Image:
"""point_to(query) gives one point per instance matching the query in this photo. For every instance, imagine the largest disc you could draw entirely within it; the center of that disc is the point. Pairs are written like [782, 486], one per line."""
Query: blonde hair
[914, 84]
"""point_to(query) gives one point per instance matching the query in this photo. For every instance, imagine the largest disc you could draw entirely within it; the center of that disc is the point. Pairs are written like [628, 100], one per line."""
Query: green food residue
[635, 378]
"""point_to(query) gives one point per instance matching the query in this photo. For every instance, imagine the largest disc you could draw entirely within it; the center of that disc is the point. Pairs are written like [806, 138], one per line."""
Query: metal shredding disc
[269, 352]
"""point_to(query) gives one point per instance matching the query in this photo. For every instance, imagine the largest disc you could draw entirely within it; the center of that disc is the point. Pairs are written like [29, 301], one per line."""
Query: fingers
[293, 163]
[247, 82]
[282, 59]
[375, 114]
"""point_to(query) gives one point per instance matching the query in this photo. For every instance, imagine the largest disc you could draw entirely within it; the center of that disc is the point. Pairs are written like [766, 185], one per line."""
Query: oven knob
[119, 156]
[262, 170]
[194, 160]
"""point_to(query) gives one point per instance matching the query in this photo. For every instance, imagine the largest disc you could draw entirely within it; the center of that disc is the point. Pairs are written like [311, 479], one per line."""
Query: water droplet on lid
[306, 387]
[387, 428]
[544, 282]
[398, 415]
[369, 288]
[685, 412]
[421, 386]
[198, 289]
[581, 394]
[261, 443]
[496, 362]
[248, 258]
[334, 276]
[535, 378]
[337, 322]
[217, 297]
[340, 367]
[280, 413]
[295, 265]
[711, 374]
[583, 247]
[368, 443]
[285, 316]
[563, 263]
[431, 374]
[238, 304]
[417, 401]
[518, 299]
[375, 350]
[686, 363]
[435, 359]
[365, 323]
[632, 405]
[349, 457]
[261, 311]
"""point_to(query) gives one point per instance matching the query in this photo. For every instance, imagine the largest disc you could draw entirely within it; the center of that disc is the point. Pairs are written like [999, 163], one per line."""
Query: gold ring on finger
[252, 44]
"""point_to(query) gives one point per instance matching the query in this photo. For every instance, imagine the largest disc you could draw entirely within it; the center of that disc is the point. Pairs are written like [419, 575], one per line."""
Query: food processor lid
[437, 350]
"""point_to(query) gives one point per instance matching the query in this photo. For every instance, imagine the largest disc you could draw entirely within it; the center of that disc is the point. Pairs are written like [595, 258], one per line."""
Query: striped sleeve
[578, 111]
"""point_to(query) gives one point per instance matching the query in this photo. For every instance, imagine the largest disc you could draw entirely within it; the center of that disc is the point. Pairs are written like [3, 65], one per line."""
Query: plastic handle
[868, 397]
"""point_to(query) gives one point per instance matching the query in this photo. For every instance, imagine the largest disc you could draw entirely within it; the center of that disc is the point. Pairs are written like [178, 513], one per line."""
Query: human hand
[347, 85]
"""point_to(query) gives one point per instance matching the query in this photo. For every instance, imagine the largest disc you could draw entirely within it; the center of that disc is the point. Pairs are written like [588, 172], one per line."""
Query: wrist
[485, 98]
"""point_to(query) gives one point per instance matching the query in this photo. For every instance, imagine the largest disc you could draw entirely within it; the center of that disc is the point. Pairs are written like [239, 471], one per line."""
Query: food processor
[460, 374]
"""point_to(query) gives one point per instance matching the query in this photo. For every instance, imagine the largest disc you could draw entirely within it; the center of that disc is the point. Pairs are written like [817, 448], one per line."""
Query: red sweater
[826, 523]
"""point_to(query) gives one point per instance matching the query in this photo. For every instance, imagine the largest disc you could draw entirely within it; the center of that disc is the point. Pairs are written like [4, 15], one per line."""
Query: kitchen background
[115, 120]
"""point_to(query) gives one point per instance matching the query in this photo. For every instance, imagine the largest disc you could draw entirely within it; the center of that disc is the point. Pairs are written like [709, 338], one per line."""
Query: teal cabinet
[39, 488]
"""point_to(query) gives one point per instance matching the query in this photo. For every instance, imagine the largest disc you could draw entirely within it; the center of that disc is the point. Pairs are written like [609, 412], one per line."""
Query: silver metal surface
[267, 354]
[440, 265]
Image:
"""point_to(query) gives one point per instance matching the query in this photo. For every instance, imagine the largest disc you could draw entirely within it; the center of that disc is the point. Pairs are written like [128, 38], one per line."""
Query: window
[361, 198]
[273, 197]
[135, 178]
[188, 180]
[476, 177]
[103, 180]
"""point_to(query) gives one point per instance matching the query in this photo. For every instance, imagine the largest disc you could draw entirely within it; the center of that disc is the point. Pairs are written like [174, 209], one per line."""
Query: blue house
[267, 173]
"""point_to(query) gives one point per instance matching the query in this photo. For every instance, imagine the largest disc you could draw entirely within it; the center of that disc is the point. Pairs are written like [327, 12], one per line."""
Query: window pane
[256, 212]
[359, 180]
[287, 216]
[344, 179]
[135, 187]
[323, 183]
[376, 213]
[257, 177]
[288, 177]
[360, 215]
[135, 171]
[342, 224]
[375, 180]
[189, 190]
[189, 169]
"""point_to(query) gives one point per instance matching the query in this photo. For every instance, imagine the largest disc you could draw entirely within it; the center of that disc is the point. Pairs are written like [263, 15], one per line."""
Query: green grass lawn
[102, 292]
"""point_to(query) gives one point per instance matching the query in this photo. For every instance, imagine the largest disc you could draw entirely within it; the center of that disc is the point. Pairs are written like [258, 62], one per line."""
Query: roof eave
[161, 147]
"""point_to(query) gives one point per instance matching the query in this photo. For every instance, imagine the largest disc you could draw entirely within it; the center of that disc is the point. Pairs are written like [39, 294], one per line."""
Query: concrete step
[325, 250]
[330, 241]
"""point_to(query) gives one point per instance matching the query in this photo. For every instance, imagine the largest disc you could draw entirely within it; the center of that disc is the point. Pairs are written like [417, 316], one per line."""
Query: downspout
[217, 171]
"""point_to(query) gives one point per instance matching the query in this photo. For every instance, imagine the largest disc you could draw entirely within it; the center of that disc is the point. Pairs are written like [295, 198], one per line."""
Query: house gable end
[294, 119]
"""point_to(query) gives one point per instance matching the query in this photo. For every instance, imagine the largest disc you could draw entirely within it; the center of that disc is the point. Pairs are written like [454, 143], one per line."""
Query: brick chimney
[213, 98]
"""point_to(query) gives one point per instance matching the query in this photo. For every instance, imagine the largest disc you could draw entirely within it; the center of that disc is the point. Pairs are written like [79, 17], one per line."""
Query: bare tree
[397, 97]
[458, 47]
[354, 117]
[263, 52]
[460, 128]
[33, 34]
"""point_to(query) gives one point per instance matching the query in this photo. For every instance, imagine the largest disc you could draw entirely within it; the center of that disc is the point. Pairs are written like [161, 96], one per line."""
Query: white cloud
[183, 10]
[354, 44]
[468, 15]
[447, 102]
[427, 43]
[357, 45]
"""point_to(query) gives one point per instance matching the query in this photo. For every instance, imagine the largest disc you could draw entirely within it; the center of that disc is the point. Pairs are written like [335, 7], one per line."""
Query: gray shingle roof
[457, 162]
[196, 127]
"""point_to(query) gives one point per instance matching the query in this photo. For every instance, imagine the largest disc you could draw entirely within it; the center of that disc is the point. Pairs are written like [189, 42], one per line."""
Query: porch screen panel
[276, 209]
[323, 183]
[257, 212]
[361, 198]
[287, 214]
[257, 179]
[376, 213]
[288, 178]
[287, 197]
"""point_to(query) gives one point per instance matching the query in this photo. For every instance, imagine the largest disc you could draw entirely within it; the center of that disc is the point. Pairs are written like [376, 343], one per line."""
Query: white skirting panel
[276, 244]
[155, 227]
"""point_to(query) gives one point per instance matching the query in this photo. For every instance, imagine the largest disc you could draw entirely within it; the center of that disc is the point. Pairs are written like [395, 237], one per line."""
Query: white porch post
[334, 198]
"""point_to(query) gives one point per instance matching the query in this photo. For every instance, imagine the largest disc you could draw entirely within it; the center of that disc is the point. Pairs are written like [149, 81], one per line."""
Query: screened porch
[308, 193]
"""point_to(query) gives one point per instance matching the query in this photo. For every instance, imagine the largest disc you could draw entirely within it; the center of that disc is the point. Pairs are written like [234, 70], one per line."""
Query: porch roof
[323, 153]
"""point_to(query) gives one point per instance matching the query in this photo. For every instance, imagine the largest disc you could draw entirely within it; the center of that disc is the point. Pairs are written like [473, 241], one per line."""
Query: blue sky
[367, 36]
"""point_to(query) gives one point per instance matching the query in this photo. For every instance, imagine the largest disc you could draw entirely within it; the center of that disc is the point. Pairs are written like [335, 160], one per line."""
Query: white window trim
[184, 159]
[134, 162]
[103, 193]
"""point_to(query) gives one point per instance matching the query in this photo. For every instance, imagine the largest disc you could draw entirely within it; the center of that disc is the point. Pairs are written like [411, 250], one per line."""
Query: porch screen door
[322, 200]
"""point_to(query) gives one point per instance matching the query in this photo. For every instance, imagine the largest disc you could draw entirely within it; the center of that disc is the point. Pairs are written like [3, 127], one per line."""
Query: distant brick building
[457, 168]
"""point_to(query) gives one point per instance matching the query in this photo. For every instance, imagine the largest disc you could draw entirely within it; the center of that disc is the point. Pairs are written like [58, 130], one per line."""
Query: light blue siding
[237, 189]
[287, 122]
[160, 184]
___
» **Work instruction**
Word for word, restate the lines of the data above that fall between the line holding "[174, 209], one" and the line holding "[327, 12], one", inclusive, and no other lines.

» **Answer space**
"""point_to(query) gives one point per instance matching the query in this photo. For every instance, imagine the largest disc you could draw entirely within it; the center of that disc is the point. Pairs are written like [174, 209], one per line."""
Query: blue house
[267, 173]
"""point_to(query) gives one point per instance matching the query in this photo. For every instance, imagine the largest disc you could draw entirely within it; the center of that disc is the point. Pairs are written like [327, 12], one per line."""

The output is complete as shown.